(Records supplied begins)
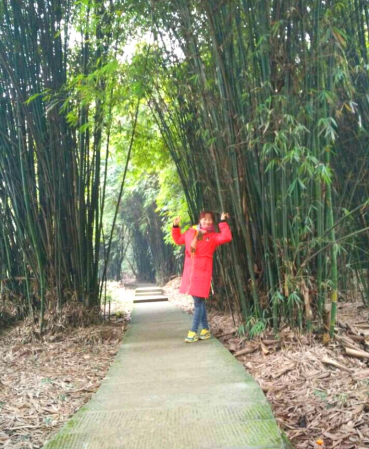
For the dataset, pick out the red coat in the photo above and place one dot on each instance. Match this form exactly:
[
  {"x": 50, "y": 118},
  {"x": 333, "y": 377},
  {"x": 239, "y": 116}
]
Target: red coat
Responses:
(Records supplied ends)
Work to be completed: Go through the listing above and write it all out exactly, leaving out any picture.

Response area:
For the dataset, pick out the red coat in the photo above and place one dot on each instance. Match this form exactly:
[
  {"x": 50, "y": 118},
  {"x": 333, "y": 377},
  {"x": 239, "y": 116}
]
Target: red coat
Responses:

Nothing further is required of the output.